Current status of early gastric cancer screening research
=========================================================

* Can Hu
* Li Yuan
* Xiangdong Cheng

Gastric cancer is a predominant threat to the health and well-being of China’s residents. Data from the World Health Organization (WHO) in 2020 revealed that gastric cancer in China notably accounted for 44.0% of new cases worldwide and 48.6% of global deaths attributed to this malignancy1. In China, gastric cancer is the fourth most prevalent malignancy in terms of incidence among malignant tumors and the third leading cause of mortality2. This dire scenario poses a profound threat to health and longevity, and thus poses a substantial and pressing public health concern in China. The prevention and control of gastric cancer is thus a formidable challenge in the broader landscape of controlling malignant tumors in China. In this perspective, we discuss current methods of diagnosis and screening for gastric cancer (**Figure 1**).

![Figure 1](http://www.cancerbiomed.org/https://www.cancerbiomed.org/content/cbm/21/3/218/F1.medium.gif)

[Figure 1](http://www.cancerbiomed.org/content/21/3/218/F1)

Figure 1 
Current methods of gastric cancer screening. Current screening methods for gastric cancer include endoscopic screening, *Helicobacter pylori* detection, peripheral blood marker detection (ctDNA, ncRNAs, proteins, metabolites, etc.) and the application of artificial intelligence in medicine.

Source data

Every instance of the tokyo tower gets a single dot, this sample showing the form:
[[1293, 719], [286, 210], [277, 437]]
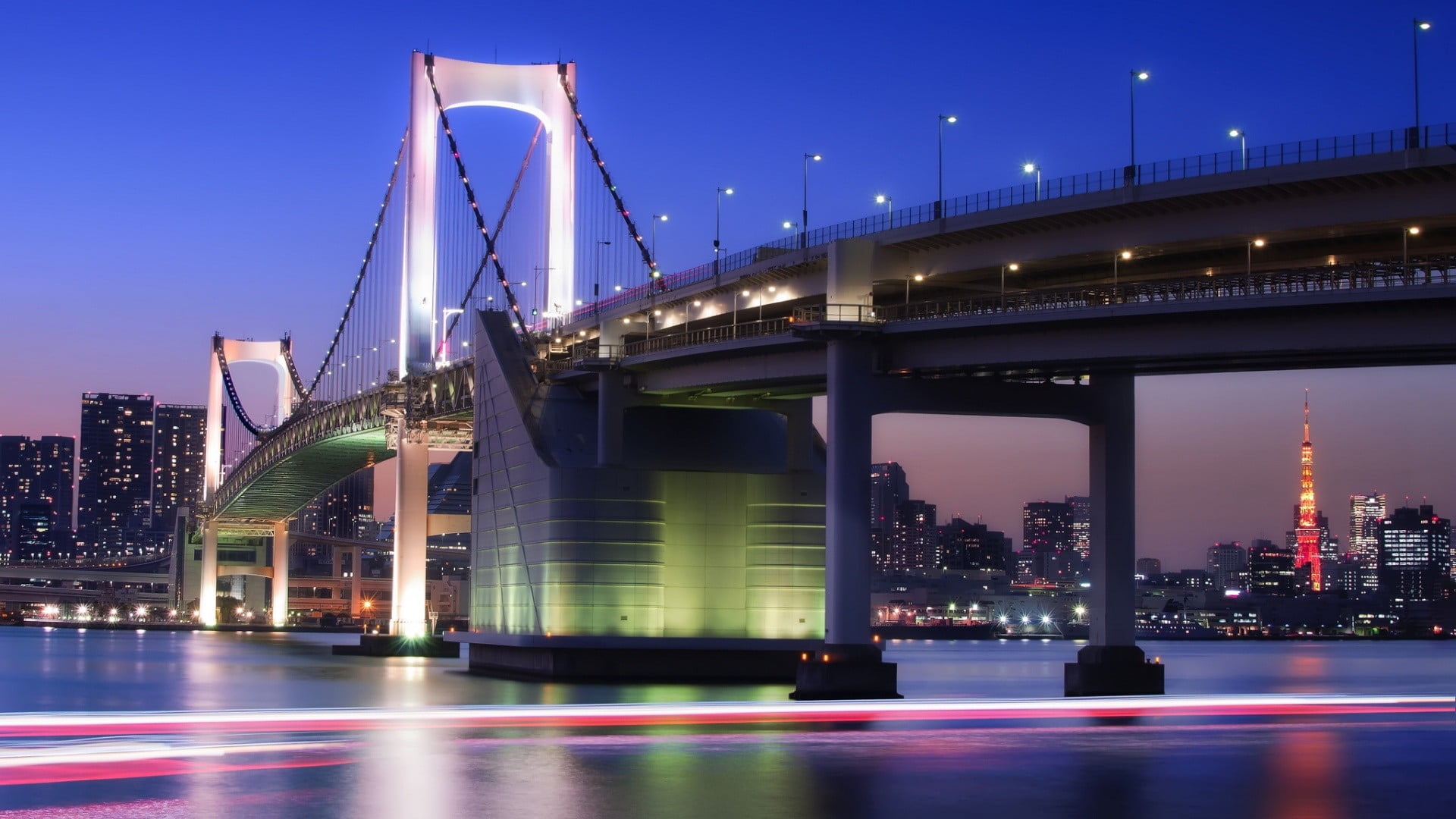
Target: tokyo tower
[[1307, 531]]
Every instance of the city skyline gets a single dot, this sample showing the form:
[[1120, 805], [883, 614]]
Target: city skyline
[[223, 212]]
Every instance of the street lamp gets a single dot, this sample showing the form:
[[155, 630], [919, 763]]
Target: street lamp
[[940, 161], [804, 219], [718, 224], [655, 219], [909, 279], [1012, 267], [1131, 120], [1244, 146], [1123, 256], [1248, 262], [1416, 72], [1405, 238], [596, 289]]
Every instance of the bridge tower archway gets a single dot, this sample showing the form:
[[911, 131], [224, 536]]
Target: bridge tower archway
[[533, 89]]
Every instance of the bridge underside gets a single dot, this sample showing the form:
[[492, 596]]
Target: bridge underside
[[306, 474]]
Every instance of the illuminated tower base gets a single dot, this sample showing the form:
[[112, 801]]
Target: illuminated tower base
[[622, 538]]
==
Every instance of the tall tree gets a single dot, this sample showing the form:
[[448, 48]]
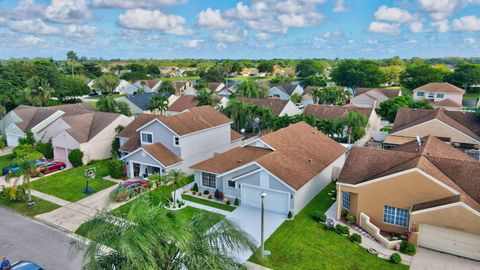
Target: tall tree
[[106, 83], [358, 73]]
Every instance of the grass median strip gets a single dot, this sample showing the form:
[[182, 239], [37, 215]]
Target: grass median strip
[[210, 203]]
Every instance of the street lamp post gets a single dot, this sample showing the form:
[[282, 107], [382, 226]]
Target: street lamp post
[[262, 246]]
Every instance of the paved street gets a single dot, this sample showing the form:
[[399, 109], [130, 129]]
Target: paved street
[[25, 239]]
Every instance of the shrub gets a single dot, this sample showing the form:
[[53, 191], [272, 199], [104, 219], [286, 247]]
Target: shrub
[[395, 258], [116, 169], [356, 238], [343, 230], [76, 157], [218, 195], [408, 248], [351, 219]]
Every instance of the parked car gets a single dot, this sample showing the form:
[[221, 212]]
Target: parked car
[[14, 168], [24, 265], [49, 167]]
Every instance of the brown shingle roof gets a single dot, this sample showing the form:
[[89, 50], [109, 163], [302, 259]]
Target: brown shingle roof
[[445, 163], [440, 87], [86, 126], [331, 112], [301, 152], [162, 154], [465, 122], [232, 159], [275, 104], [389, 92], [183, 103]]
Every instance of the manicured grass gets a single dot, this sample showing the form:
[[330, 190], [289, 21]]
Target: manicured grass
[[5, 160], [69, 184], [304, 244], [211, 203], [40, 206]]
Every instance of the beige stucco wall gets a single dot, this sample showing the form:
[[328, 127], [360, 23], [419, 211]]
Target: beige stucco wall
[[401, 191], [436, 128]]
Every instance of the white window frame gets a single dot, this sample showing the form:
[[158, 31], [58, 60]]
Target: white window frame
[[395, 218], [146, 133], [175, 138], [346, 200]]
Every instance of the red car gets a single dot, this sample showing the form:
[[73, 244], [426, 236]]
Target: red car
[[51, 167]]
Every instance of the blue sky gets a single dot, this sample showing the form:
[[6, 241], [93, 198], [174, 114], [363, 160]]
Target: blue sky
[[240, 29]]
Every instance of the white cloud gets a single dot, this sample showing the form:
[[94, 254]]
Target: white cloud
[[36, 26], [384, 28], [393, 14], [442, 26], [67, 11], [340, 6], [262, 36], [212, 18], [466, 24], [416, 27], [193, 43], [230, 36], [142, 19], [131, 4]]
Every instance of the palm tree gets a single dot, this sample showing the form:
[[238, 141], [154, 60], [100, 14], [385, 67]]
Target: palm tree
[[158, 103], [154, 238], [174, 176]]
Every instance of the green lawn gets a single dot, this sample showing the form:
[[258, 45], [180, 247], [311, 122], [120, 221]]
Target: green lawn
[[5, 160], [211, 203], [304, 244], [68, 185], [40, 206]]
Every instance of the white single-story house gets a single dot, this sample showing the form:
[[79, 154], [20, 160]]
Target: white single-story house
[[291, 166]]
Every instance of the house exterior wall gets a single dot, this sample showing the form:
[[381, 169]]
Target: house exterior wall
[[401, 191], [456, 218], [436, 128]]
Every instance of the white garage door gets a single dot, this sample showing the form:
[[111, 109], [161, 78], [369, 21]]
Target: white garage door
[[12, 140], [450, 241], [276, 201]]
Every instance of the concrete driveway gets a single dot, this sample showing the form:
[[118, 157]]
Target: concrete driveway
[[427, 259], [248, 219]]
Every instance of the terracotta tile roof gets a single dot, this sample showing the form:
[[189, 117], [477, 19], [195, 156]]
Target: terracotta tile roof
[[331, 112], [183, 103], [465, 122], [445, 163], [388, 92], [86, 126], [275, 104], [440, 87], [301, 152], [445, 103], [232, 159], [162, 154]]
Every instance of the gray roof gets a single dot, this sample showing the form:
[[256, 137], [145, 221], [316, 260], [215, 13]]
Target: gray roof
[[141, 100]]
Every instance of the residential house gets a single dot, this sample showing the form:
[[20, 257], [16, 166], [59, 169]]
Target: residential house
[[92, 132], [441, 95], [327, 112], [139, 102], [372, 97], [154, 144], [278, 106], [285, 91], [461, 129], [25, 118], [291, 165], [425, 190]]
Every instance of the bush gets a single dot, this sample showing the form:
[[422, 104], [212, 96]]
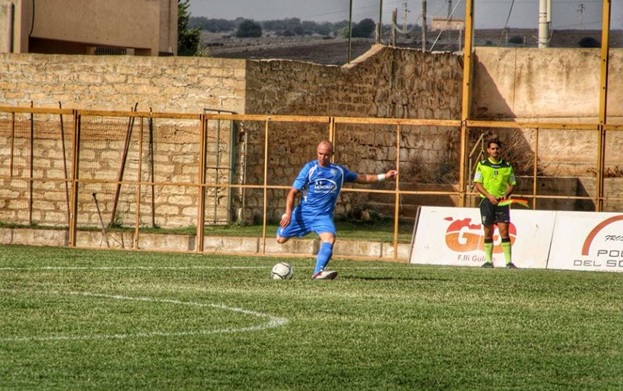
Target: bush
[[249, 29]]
...
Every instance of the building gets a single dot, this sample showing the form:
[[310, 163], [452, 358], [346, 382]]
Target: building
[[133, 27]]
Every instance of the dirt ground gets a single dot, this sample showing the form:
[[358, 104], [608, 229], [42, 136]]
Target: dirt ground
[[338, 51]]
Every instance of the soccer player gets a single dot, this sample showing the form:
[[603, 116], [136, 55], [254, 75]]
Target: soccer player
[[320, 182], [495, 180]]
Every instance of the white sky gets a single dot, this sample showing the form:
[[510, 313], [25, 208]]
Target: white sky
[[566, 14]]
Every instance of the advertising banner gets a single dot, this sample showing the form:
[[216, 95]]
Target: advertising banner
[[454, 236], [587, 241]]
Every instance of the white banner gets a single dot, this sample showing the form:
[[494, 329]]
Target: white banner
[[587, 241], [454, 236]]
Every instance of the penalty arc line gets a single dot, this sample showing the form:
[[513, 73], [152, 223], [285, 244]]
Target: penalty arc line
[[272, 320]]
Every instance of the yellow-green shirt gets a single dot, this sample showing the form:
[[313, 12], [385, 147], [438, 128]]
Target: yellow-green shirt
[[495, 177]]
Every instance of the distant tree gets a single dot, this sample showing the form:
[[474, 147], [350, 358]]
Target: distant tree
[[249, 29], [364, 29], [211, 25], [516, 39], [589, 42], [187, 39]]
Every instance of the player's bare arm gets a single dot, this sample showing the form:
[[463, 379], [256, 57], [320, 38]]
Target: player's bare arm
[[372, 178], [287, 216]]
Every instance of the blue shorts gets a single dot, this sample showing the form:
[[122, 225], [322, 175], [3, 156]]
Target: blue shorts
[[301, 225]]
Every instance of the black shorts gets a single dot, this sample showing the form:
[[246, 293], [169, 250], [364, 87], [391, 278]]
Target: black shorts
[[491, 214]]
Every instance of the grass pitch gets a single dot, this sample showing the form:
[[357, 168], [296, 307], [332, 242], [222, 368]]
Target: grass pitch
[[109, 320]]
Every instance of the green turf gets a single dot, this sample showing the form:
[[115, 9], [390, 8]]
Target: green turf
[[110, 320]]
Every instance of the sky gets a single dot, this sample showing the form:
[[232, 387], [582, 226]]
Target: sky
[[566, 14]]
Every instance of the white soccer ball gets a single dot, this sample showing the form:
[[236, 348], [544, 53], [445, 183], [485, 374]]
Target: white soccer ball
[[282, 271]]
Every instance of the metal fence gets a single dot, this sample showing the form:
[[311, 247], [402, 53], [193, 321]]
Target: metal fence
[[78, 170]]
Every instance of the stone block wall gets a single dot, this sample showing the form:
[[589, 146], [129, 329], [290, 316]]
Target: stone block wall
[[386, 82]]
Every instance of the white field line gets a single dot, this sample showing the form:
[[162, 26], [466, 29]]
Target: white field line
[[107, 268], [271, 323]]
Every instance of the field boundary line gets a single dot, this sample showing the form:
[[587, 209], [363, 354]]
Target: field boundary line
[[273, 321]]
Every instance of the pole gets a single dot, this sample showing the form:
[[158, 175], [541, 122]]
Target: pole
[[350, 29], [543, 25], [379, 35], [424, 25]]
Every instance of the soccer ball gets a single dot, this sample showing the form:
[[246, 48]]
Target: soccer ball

■ **Directions for this task**
Continue the article on gastric cancer screening from the point where it ends.

■ **Answer below**
## Current status of gastric cancer screening

Japan and Korea, regions with high incidence of gastric cancer (GC), have initiated early GC screening research and have already achieved substantial progress. The diagnosis and treatment rates for early GC in those countries have reached 70% and 50%, respectively3. Therefore, despite Japan and Korea’s elevated GC incidence, their ratio of mortality to incidence is significantly lower than that in China and Western countries, as a result of their national screening strategies. In 2016, the Japanese government officially decided to include endoscopic screening for GC, targeting the population of individuals 40 years or older. However, because of the uneven distribution of medical resources, endoscopic screening was initially limited to cities with relatively abundant medical resources. Conducting direct GC examinations for the target population in areas with limited medical resources still presents challenges4. In Korea, the national cancer screening program has offered biennial gastroscopy or barium meal screening opportunities for individuals 40 years or older since 20025. Since the implementation of this program, the GC screening rate in Korea increased from 12.7% in 2002 to 43.9% in 20126. In 2005, the Chinese Ministry of Health launched the Cancer Early Diagnosis and Treatment Program in rural areas with high incidence of malignant tumors, with a specific emphasis on GC. In 2012, the Urban Cancer Early Diagnosis and Treatment Program was formally integrated into the national major public health service initiatives. China initiated an upper digestive tract cancer screening program targeting rural residents 40–69 years of age and urban residents 45–74 years of age. Before the screening, a questionnaire assessment is conducted, and gastroscopy screening is subsequently performed for high-risk individuals. However, because of large population sizes and relatively limited healthcare resources, implementing large-scale GC screening through gastroscopy is currently not feasible for the entire population. Further research and optimization are necessary to develop more tailored and context-specific screening methods.

## Traditional molecular markers and detection methods for GC

Currently, commonly used methods for GC screening include serum pepsinogen, serum gastrin, and *Helicobacter pylori* (*Hp*) antibody tests, as well as upper gastrointestinal barium meal examinations and endoscopic screening. Existing screening guidelines recommend GC screening for individuals ≥ 40 or 45 years of age who are at high risk. In addition, family history, diet, alcohol consumption, smoking status, and infection with *Hp* or Epstein-Barr virus also increase the risk of GC development7. In China, the population at high risk of GC exceeds 300 million people. Given economic and healthcare resource optimization considerations, an urgent need exists to stratify the screening population by risk before gastroscopy, to enable the identification of high-risk individuals and increase screening efficiency. Therefore, specific GC screening markers must be determined, and an efficient screening model for high-risk individuals must urgently be established.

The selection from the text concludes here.